▶ What to work on: From the entries below, copy every line where the string "white" appears.

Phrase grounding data
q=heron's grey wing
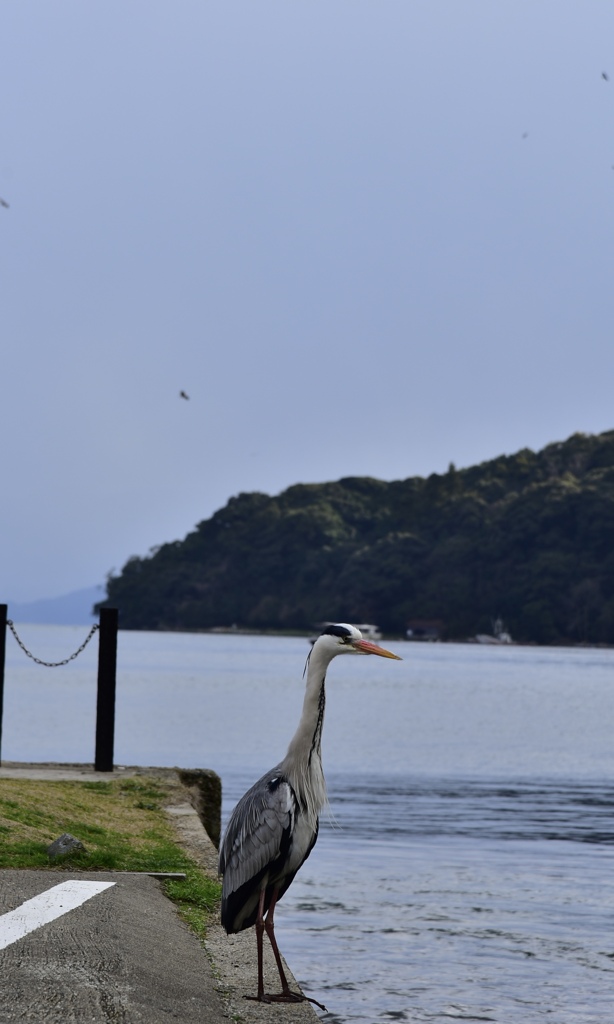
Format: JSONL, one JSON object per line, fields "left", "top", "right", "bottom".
{"left": 219, "top": 771, "right": 295, "bottom": 895}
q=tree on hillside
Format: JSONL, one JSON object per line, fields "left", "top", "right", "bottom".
{"left": 98, "top": 430, "right": 614, "bottom": 644}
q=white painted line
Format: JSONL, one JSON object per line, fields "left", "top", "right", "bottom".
{"left": 0, "top": 880, "right": 115, "bottom": 951}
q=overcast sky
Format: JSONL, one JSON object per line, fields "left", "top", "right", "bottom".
{"left": 2, "top": 2, "right": 614, "bottom": 602}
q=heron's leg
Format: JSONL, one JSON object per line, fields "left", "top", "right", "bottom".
{"left": 263, "top": 887, "right": 291, "bottom": 992}
{"left": 254, "top": 888, "right": 267, "bottom": 1001}
{"left": 262, "top": 888, "right": 327, "bottom": 1013}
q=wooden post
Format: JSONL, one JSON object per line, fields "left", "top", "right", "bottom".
{"left": 0, "top": 605, "right": 6, "bottom": 765}
{"left": 95, "top": 607, "right": 118, "bottom": 772}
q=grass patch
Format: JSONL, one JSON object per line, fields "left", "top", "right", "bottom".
{"left": 162, "top": 870, "right": 222, "bottom": 937}
{"left": 0, "top": 776, "right": 178, "bottom": 870}
{"left": 0, "top": 775, "right": 222, "bottom": 934}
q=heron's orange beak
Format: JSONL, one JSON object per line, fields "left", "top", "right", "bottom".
{"left": 351, "top": 638, "right": 402, "bottom": 659}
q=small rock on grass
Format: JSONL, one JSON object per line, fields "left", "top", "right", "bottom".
{"left": 47, "top": 833, "right": 86, "bottom": 859}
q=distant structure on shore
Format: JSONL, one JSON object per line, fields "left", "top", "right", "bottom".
{"left": 406, "top": 620, "right": 443, "bottom": 642}
{"left": 474, "top": 618, "right": 513, "bottom": 645}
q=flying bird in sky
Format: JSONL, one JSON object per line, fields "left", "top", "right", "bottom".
{"left": 0, "top": 198, "right": 9, "bottom": 208}
{"left": 218, "top": 622, "right": 402, "bottom": 1008}
{"left": 179, "top": 390, "right": 189, "bottom": 400}
{"left": 602, "top": 71, "right": 609, "bottom": 80}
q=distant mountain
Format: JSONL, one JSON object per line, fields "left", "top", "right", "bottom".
{"left": 99, "top": 430, "right": 614, "bottom": 645}
{"left": 8, "top": 586, "right": 103, "bottom": 625}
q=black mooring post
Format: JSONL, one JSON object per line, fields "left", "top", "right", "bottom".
{"left": 0, "top": 604, "right": 7, "bottom": 765}
{"left": 95, "top": 607, "right": 118, "bottom": 772}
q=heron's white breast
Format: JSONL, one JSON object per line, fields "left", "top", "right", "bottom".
{"left": 285, "top": 810, "right": 318, "bottom": 876}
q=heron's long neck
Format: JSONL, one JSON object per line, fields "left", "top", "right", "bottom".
{"left": 280, "top": 647, "right": 332, "bottom": 828}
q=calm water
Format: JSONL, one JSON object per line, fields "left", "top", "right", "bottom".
{"left": 3, "top": 626, "right": 614, "bottom": 1022}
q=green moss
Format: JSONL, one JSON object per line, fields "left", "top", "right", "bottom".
{"left": 163, "top": 870, "right": 222, "bottom": 937}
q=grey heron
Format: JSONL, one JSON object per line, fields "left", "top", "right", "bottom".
{"left": 218, "top": 622, "right": 402, "bottom": 1009}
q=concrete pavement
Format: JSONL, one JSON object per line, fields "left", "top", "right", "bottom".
{"left": 0, "top": 869, "right": 227, "bottom": 1024}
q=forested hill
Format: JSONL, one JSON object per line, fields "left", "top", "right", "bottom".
{"left": 100, "top": 430, "right": 614, "bottom": 644}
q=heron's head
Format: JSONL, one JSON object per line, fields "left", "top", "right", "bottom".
{"left": 316, "top": 623, "right": 402, "bottom": 660}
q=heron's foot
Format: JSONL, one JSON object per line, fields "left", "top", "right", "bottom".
{"left": 246, "top": 990, "right": 327, "bottom": 1012}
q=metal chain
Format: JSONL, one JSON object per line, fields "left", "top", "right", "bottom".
{"left": 6, "top": 620, "right": 99, "bottom": 667}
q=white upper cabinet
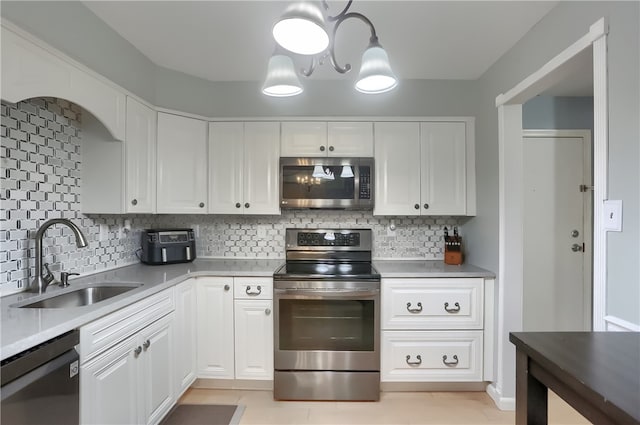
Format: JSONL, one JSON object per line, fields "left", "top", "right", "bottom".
{"left": 281, "top": 121, "right": 327, "bottom": 157}
{"left": 374, "top": 120, "right": 476, "bottom": 216}
{"left": 281, "top": 121, "right": 373, "bottom": 157}
{"left": 327, "top": 122, "right": 374, "bottom": 157}
{"left": 156, "top": 112, "right": 208, "bottom": 213}
{"left": 420, "top": 122, "right": 467, "bottom": 215}
{"left": 209, "top": 121, "right": 280, "bottom": 215}
{"left": 125, "top": 97, "right": 156, "bottom": 213}
{"left": 374, "top": 122, "right": 422, "bottom": 216}
{"left": 1, "top": 25, "right": 126, "bottom": 141}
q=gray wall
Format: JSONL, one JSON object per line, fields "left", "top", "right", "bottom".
{"left": 468, "top": 0, "right": 639, "bottom": 400}
{"left": 1, "top": 1, "right": 157, "bottom": 103}
{"left": 523, "top": 96, "right": 594, "bottom": 130}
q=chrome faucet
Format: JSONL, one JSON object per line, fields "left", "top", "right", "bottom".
{"left": 29, "top": 218, "right": 88, "bottom": 293}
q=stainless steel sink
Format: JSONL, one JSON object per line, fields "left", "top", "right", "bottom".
{"left": 19, "top": 284, "right": 141, "bottom": 309}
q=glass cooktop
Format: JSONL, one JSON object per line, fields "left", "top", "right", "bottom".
{"left": 273, "top": 262, "right": 380, "bottom": 280}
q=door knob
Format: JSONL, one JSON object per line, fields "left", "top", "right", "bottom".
{"left": 571, "top": 230, "right": 580, "bottom": 238}
{"left": 571, "top": 244, "right": 583, "bottom": 252}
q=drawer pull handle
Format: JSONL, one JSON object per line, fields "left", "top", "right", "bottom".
{"left": 142, "top": 340, "right": 151, "bottom": 351}
{"left": 406, "top": 302, "right": 423, "bottom": 313}
{"left": 405, "top": 355, "right": 422, "bottom": 366}
{"left": 442, "top": 354, "right": 459, "bottom": 366}
{"left": 134, "top": 346, "right": 142, "bottom": 357}
{"left": 444, "top": 302, "right": 461, "bottom": 313}
{"left": 246, "top": 285, "right": 262, "bottom": 296}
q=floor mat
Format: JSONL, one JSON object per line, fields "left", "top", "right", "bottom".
{"left": 160, "top": 404, "right": 245, "bottom": 425}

▶ Written answer:
q=white painted line
q=heron's white breast
q=white upper cabinet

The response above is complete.